◆ Document segment:
* * * * *

New questions raised over Sputnik Covid vaccine results point to fraudulent practices

An analysis of Sputnik V vaccine data has concludeed that the published results were likely faked. The vaccine was authorised in Russia before any clinical studies were published, and subsequent trial results proved controversial.

An Australian–Singapore group casts fresh doubt on Sputnik data after investigating the almost identical efficacy for every age group from a phase 3 trial reported in The Lancet in February 2021. They found that the efficacies were closer to each other than would be expected, given the small number of patients and infections, and high vaccine efficacy. ‘Such a result would be expected in fewer than 1 in 1000 trials,’ the team wrote.

The concern is ‘that it was wildly more perfect than you would expect given the number of infections in the study’, says Kyle Sheldrick at the University of New South Wales, Australia, who led the research. ‘They got virtually identical results for every single age group, and that just doesn’t happen in real data.’

This is not the first time Sputnik data has been questioned. Enrico Bucci at Temple University, in Philadelphia, US, also flagged concerns in September 2020. He subsequently reported on data discrepancies and substandard reporting from the phase 3 trial.

* * * * *

◆ Data:
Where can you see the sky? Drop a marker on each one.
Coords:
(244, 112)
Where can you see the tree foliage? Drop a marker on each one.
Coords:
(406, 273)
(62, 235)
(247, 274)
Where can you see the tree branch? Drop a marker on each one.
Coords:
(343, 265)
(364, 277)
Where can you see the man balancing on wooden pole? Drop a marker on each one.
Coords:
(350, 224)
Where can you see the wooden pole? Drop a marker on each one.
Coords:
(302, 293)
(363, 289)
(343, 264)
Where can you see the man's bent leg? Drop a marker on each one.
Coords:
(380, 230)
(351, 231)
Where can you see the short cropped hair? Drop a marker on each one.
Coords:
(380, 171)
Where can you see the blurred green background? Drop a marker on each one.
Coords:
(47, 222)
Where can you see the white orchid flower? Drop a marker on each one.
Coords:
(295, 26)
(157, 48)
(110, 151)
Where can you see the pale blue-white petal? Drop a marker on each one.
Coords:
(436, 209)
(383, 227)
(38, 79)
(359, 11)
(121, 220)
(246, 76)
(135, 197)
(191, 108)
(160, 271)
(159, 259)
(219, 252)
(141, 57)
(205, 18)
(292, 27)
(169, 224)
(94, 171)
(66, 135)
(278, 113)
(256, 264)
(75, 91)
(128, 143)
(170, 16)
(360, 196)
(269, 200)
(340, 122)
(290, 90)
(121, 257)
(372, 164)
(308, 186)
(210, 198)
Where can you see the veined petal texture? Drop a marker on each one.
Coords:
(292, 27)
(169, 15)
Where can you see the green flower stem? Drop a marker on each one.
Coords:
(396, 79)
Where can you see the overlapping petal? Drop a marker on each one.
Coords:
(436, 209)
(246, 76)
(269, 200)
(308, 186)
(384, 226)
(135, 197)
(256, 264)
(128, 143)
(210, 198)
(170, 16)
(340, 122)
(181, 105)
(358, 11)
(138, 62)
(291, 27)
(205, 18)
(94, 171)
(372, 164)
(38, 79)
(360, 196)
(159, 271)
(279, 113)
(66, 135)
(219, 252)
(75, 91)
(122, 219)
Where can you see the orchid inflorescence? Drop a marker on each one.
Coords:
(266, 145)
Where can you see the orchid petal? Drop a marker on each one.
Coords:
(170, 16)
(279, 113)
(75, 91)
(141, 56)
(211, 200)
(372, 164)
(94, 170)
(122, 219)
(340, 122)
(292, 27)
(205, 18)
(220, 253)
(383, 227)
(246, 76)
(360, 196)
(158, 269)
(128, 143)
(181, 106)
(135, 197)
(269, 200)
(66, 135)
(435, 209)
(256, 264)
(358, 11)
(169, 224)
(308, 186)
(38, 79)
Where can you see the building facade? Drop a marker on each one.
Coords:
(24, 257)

* * * * *

◆ What you have to do: Do the following statements agree with the Sputnik vaccine article above? Answer yes or no for each and quote the deciding words from the article. 1. The phase 3 trial results were reported in The Lancet in February 2021. 2. Kyle Sheldrick works at Temple University. 3. Enrico Bucci flagged concerns in September 2021.

◆ Written response:
1. Yes: "a phase 3 trial reported in The Lancet in February 2021"
2. No: "Kyle Sheldrick at the University of New South Wales, Australia"
3. No: "also flagged concerns in September 2020"